# Task brief
Please report every line in the material below where the word "holding" is found.

# # # # # # #

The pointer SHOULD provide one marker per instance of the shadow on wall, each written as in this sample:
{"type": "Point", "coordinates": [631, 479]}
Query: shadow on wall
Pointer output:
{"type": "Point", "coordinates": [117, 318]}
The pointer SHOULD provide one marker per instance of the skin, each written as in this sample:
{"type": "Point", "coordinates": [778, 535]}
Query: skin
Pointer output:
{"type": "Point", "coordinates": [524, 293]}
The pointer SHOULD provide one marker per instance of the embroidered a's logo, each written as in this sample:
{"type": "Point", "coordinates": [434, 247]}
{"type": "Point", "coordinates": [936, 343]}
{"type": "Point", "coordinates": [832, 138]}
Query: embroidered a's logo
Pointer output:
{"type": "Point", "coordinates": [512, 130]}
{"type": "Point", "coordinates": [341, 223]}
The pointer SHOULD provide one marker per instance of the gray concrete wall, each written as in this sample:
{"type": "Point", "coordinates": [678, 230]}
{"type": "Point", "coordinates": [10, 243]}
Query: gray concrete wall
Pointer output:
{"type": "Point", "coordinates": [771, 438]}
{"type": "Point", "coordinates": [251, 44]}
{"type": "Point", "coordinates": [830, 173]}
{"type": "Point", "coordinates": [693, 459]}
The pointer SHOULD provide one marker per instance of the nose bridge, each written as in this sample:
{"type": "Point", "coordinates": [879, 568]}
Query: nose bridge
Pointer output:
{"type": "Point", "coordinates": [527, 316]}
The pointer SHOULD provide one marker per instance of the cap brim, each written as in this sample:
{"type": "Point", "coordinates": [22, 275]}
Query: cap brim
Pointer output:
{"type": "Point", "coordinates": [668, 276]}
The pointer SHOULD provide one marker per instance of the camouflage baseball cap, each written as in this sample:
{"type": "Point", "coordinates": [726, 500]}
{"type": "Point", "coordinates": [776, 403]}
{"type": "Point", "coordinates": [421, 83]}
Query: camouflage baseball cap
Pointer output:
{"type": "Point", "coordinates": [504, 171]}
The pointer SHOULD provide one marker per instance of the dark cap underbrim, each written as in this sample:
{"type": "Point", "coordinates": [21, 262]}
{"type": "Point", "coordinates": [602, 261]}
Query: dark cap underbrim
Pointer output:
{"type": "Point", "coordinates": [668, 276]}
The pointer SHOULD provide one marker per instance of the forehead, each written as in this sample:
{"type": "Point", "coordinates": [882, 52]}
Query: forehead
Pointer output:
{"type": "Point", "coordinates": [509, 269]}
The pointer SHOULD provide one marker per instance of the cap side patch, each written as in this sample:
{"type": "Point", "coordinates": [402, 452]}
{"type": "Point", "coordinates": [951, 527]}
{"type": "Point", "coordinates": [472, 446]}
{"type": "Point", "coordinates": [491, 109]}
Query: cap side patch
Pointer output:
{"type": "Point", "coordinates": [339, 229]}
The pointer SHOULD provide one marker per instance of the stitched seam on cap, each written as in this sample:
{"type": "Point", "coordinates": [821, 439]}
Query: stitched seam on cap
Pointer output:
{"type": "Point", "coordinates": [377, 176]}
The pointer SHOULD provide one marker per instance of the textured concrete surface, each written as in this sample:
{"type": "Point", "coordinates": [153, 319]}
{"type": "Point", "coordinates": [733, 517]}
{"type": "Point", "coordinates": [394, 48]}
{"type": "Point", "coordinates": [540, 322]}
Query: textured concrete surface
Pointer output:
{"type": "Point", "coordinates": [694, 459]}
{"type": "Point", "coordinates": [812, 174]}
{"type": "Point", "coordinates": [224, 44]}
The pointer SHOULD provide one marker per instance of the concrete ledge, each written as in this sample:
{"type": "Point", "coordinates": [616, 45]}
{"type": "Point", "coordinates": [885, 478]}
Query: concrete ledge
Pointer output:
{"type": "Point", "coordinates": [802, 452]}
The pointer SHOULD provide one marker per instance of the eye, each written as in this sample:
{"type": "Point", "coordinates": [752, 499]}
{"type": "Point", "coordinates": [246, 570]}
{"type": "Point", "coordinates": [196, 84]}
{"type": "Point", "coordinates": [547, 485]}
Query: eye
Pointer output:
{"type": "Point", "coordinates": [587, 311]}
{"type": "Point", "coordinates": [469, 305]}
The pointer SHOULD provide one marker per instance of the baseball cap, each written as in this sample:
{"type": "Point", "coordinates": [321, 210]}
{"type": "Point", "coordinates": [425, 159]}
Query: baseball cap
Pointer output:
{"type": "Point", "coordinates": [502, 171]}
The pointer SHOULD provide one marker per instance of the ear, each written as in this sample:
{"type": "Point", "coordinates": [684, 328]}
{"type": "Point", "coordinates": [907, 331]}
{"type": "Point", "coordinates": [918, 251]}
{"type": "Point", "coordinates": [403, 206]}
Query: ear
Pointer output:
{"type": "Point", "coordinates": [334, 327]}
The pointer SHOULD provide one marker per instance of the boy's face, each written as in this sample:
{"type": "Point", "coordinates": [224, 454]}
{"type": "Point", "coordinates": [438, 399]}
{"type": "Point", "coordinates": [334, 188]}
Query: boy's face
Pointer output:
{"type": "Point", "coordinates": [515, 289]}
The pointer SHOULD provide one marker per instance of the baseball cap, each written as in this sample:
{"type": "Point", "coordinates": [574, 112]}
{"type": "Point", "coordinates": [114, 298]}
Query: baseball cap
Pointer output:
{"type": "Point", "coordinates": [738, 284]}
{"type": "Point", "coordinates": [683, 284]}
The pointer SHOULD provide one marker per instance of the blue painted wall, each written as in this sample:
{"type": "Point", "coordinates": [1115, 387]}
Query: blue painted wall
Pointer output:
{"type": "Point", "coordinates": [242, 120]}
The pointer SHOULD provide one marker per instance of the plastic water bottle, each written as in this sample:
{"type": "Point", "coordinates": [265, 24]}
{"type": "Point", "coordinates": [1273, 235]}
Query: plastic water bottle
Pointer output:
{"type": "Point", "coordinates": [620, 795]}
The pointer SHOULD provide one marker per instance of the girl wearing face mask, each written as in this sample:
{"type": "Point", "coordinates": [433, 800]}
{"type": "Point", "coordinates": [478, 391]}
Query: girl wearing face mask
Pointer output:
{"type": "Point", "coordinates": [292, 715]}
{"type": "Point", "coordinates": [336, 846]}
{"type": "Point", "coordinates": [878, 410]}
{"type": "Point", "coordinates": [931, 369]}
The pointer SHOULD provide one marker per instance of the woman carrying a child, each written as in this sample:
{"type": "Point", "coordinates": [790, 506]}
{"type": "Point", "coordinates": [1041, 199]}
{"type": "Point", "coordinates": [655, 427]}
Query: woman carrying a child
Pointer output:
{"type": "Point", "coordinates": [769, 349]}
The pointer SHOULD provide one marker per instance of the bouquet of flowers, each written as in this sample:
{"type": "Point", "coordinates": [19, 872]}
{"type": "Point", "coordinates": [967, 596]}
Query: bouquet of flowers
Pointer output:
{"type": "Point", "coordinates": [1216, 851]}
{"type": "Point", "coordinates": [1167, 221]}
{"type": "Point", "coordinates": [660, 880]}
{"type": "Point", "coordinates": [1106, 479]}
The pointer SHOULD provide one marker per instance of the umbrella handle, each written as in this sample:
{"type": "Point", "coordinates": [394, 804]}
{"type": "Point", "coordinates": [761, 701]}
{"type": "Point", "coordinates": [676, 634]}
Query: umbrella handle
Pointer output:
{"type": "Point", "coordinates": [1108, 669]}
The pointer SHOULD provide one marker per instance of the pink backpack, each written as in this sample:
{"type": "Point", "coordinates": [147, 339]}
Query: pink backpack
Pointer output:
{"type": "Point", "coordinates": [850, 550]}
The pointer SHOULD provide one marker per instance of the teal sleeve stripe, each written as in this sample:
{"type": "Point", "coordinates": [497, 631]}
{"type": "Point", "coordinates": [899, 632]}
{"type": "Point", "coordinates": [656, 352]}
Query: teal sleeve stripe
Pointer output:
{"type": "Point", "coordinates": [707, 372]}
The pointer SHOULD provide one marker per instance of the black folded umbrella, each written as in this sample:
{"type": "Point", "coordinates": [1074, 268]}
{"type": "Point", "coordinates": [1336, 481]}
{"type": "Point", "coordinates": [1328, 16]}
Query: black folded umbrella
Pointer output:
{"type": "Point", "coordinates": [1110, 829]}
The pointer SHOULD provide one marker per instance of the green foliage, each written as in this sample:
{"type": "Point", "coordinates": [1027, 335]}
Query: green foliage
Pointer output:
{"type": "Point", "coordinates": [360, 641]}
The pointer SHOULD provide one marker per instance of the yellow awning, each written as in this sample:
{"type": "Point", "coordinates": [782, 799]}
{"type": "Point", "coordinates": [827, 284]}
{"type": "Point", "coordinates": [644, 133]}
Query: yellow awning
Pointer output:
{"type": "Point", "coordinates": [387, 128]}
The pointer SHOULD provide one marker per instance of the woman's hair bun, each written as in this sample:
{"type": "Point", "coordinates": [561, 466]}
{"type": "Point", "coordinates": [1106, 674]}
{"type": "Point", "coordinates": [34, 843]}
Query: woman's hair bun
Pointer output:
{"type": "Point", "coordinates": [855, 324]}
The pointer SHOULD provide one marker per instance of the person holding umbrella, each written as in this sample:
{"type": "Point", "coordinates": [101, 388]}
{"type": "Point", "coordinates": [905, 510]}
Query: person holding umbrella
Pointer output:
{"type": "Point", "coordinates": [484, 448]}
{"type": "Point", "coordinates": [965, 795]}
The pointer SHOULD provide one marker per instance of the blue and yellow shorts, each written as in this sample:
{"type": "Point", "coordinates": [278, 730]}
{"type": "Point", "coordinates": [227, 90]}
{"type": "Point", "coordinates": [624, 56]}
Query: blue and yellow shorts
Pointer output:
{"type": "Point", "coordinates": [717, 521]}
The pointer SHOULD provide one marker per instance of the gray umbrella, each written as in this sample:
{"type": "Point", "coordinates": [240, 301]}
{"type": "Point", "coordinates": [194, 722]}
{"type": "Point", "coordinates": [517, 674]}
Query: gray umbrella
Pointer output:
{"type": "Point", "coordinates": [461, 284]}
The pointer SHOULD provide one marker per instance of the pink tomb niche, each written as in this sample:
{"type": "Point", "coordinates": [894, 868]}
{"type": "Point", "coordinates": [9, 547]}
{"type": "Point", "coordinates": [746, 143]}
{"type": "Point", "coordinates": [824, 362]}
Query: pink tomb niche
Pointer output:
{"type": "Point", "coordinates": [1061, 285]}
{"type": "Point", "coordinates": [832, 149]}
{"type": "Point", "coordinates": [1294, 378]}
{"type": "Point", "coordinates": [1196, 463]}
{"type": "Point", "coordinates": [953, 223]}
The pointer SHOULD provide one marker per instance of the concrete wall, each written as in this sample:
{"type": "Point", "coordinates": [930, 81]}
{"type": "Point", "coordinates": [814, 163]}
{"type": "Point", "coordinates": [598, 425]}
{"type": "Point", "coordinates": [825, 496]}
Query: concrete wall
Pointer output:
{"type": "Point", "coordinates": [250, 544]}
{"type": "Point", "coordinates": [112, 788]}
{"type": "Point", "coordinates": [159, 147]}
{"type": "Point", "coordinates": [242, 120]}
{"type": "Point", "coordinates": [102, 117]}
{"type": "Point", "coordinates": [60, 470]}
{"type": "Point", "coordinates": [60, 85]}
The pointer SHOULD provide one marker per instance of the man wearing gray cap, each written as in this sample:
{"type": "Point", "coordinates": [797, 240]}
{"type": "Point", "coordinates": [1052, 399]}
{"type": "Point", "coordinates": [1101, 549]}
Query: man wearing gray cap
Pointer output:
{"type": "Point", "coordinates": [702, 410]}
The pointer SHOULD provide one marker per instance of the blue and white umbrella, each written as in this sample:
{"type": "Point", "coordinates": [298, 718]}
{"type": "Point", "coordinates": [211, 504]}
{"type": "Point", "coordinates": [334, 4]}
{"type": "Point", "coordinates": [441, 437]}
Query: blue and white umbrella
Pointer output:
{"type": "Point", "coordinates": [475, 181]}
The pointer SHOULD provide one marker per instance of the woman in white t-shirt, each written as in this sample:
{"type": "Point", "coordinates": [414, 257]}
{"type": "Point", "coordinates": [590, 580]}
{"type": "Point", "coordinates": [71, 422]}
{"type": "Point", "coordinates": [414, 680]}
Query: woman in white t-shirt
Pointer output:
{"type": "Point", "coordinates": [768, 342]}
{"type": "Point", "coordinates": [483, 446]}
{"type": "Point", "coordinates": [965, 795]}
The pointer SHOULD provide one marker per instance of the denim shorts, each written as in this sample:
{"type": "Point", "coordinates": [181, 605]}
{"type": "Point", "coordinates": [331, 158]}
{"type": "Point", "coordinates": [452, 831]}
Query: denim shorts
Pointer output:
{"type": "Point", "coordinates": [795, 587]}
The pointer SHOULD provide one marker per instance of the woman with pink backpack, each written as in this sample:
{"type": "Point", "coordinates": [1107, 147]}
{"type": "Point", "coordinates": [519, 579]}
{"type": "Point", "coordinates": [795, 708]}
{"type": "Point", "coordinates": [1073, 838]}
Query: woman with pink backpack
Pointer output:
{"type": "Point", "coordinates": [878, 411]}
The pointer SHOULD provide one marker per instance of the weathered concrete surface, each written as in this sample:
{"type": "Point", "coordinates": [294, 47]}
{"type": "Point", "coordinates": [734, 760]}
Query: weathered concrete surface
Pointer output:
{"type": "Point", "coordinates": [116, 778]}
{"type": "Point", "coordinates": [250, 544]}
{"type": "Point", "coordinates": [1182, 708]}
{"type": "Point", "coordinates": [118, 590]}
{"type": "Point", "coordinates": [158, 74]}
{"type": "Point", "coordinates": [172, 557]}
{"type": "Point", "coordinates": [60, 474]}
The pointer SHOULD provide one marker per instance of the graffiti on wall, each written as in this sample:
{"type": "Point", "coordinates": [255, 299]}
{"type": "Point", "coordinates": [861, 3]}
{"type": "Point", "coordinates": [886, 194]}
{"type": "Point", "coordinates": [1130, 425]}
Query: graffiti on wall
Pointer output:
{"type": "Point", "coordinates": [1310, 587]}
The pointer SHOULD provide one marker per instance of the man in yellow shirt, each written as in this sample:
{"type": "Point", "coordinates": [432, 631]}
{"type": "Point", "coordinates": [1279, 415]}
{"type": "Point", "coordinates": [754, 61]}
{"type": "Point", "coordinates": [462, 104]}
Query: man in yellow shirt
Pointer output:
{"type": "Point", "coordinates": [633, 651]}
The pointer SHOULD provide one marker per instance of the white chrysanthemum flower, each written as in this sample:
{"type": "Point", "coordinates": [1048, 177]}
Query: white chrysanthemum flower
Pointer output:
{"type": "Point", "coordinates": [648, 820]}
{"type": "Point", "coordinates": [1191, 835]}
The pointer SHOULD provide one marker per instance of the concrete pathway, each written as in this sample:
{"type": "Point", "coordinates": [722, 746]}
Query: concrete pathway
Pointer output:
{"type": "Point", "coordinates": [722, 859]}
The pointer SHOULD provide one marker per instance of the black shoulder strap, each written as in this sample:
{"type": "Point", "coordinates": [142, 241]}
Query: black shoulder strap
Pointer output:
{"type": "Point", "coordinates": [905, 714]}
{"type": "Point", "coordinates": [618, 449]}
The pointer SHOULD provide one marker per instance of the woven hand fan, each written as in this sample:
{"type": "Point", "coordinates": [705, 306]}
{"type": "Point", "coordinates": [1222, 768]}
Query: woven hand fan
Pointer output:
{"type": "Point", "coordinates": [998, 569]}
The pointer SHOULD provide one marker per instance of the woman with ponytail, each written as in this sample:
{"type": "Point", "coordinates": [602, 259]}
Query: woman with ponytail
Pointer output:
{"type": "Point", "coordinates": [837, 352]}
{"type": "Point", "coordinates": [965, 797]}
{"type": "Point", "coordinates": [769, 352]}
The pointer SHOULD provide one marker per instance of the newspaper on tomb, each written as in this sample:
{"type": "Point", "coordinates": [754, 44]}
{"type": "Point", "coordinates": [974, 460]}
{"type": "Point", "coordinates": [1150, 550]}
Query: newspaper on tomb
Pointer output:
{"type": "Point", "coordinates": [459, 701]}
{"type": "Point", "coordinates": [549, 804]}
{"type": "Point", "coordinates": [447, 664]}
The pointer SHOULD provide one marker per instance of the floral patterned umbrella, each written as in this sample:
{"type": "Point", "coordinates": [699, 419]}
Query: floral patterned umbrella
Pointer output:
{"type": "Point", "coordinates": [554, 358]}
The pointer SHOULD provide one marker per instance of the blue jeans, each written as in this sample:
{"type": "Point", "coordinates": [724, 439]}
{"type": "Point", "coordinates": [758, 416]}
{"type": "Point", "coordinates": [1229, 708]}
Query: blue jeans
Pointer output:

# # # # # # #

# Finished task
The pointer SHOULD provide one marker per instance of the person holding umbrella, each written as in this sample:
Query: person holding umbrella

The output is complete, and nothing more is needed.